Stated exercise
Rewrite the part of the items that opens with the line containing "the black shutter" and runs through the last item, keeping the requests, and shift every coordinate in the answers by adding 32 to it.

Items from a collection:
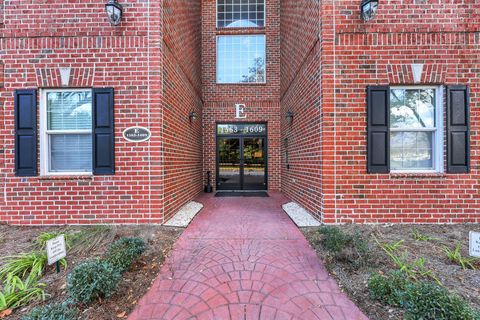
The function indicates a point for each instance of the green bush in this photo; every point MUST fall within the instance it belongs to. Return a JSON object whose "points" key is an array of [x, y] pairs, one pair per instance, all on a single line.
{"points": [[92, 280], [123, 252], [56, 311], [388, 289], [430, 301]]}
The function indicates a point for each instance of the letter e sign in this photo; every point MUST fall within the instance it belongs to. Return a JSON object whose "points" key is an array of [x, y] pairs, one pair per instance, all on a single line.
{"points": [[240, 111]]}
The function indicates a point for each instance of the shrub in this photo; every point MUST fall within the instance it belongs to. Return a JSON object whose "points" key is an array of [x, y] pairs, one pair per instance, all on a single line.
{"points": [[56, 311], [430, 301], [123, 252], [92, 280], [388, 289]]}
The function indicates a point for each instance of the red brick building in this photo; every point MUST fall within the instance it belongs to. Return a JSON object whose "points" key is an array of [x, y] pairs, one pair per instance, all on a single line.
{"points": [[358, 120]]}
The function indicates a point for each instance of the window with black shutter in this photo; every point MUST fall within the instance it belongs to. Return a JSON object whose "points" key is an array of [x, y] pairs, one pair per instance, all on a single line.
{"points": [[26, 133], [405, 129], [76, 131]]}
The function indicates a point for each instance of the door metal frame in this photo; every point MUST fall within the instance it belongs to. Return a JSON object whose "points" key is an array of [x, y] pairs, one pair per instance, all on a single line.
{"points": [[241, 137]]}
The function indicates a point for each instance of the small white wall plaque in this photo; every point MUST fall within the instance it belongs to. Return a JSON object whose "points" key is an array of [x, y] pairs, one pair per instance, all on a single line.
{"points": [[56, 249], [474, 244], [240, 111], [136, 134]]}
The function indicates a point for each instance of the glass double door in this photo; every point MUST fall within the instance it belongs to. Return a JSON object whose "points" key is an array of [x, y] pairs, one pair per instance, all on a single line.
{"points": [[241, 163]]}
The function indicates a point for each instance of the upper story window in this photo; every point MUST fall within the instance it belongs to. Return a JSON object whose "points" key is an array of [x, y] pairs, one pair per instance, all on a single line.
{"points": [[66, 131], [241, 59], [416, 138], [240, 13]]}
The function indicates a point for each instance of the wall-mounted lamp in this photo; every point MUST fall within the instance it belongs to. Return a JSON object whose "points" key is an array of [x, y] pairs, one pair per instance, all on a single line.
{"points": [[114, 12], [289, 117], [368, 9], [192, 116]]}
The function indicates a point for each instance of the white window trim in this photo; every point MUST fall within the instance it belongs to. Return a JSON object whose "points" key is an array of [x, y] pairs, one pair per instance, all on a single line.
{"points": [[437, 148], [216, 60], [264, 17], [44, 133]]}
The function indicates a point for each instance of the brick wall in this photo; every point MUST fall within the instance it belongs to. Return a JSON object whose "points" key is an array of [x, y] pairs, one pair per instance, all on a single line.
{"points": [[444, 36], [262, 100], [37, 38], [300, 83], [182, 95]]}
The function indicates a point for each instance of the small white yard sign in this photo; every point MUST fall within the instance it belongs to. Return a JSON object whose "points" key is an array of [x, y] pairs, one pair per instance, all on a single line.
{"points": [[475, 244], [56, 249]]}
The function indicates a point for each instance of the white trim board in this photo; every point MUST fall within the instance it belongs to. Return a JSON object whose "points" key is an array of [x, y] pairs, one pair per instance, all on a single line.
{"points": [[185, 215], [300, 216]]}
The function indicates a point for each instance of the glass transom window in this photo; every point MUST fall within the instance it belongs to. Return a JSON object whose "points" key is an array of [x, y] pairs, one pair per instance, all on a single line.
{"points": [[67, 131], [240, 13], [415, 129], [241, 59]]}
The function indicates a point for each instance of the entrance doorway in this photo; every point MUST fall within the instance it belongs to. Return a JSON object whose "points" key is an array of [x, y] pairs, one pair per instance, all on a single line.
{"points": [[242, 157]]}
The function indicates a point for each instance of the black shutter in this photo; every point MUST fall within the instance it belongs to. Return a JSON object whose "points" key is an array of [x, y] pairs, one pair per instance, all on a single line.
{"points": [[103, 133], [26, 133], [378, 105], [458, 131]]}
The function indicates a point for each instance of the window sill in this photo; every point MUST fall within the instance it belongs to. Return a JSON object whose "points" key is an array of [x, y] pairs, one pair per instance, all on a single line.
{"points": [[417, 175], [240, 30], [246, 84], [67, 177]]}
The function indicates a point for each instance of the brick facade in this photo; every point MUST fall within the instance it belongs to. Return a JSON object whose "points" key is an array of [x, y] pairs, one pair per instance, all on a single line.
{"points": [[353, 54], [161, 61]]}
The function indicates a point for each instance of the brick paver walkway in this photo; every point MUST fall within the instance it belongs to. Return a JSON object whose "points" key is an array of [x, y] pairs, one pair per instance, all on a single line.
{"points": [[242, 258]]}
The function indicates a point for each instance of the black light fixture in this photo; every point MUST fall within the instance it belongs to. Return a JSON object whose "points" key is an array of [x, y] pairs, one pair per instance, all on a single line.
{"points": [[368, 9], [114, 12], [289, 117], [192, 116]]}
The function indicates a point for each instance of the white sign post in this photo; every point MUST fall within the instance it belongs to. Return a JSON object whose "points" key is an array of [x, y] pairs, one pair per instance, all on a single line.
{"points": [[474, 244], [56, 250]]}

Written answer
The function indicates a point for each instance of the black shutter in this photo; every point MUST fall within the instance it belongs to. Return a JSON object whose "points" key is an array of [x, y] pairs, one pair per instance, all on a single line.
{"points": [[135, 165], [58, 165], [410, 137], [490, 163]]}
The function indicates a point for each instance of the window sill in this photo; every point MUST fall within the instance it belongs to. Return a JSON object whose "points" key is an array of [x, y] pairs, one pair per instance, all on a single line.
{"points": [[449, 207], [272, 62], [278, 116], [99, 209]]}
The function indicates a point for each instance of the brick facade in this photo; every point MUST fall within the instance it belongs to. Return a JSON object whose "points" key is an array of [x, y] pairs, one pair per instance, all on a single line.
{"points": [[385, 86], [193, 93]]}
The function indicates a point for each instance of the brick paver walkway in this photo; every point MUST fall within the instance it belongs to. Return a JSON object whose "points" key is an array of [x, y] pairs, one pair per instance, all on a single line.
{"points": [[274, 290]]}
The function indicates a point for each instance of the black light fixture in this photo; every point MUST fall within the instance it belongs to. Return a JSON object whose "points" key is an array of [x, y] pairs, one pair per instance, all on a single line.
{"points": [[400, 41], [146, 44], [321, 149], [224, 148]]}
The function indicates a point for each instance of the white sign post in this photo; every point MUST fall within the instance it belongs to. Return a JSON object whose "points" key is an array of [x, y] pairs, one pair per instance, all on a single line.
{"points": [[506, 276], [88, 282]]}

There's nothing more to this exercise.